#### EXTRACT PROVIDED:
++++++++

But as written it is a tight, functional, working location that isn't "adventuring" per se, in the sense that an alchemist's shop in town isn't adventuring, or a druid's grove isn't adventuring - there's no lit fuse.  And this is no mark against it by any means.

Most of the potential comes from conflicting aims, both secret and unspoken.  Most of the reformees aren't steadily progressing towards reformation, except perhaps for one demographic (orc females).  The guards don't expect any of this to work, and have a typical prison guard mentality of being there to prevent uprisings and ensure the situation is under control and the humans stay safe (the humanoids aren't their charges though, per se).  The head cleric believes in the mission, intending to effect changes to the humanoids' natures through instilling what we could call the puritan work ethic and rigid discipline - both growth of the personal sort, and correction of the punitive sort (up to and including hanging for physical assaults).  His main assistant is double-faced, playing good cop to his bad cop but secretly worst cop in that she sells "graduates" into slavery instead of attempting to integrate them - which, being lawfully-minded, has been meticulously tracked in a secret ledger that could blow the situation wide open if it became known beyond herself.

++++++++

Stored records
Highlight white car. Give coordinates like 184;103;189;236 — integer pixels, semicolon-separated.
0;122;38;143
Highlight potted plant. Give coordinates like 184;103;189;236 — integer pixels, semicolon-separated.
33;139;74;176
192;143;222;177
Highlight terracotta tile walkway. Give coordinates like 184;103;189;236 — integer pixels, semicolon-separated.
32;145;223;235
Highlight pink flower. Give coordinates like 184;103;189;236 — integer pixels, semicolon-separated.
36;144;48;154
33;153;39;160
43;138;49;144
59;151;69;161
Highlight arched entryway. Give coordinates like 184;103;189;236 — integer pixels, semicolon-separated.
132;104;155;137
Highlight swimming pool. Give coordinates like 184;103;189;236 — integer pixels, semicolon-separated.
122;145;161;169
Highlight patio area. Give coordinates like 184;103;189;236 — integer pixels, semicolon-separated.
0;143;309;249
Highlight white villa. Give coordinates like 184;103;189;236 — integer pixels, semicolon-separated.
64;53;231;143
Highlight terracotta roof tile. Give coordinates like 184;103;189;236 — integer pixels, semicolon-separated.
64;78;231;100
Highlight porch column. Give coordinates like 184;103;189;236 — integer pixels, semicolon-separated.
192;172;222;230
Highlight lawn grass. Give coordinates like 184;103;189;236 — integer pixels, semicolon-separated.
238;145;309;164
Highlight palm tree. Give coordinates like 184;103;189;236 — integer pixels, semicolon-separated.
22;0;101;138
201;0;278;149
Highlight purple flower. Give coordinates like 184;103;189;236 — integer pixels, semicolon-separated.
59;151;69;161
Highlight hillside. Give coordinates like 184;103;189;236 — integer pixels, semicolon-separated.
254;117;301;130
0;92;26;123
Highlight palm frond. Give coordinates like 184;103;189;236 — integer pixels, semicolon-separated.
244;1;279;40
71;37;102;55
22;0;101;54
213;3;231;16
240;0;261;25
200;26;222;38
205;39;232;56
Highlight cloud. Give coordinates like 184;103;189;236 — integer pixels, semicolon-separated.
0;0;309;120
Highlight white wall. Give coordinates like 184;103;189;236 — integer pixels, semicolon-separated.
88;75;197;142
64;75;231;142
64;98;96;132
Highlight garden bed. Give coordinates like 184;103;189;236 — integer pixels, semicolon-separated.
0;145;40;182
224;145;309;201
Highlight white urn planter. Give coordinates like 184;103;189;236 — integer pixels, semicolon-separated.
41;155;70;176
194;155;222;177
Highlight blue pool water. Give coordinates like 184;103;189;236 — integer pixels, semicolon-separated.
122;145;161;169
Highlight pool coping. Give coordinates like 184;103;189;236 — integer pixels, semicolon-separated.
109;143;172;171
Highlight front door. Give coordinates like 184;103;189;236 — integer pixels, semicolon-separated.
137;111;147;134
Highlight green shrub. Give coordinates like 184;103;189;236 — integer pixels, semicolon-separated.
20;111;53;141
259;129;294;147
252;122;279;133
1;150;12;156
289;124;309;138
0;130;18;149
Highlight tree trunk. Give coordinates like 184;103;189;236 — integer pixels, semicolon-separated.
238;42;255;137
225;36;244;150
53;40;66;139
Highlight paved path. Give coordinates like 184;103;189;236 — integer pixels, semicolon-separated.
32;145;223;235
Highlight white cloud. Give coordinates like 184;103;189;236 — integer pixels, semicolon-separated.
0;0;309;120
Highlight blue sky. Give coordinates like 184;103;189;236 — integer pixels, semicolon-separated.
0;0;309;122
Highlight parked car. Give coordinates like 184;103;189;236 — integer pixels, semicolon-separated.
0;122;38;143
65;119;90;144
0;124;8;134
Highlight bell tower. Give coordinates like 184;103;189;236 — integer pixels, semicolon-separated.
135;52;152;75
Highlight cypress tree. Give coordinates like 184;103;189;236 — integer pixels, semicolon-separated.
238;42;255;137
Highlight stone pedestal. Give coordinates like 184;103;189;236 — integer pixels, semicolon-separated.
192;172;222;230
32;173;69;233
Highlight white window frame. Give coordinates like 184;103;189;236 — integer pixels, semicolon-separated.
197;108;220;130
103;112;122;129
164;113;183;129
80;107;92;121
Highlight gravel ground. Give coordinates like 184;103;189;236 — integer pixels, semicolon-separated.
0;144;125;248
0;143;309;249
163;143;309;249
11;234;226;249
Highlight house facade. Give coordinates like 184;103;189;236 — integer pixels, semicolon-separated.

++++++++

#### COMPLETE THE FOLLOWING:
**A.** Write out the review extract from "But as written" up to and including "by any means.".
**B.** Turn the paragraph of the review extract that begins "Most of the potential comes from conflicting aims" into a short list that keeps its main facts.
The records have nothing to do with the review extract.

#### ANSWERS IN ORDER:
**A.**
But as written it is a tight, functional, working location that isn't "adventuring" per se, in the sense that an alchemist's shop in town isn't adventuring, or a druid's grove isn't adventuring - there's no lit fuse.  And this is no mark against it by any means.

**B.**
- Most of the potential comes from conflicting aims, both secret and unspoken.
- Most reformees aren't steadily progressing toward reformation, except perhaps orc females.
- The guards don't expect any of it to work. They see their role as preventing uprisings, keeping the situation under control and keeping the humans safe. The humanoids aren't really their charges.
- The head cleric believes in the mission. He aims to change the humanoids' natures through a puritan work ethic and rigid discipline, combining personal growth with punitive correction, up to hanging for physical assaults.
- His main assistant plays good cop to his bad cop. Secretly she sells "graduates" into slavery instead of integrating them. Being lawfully minded, she has tracked this in a secret ledger that could blow the situation wide open if it became known.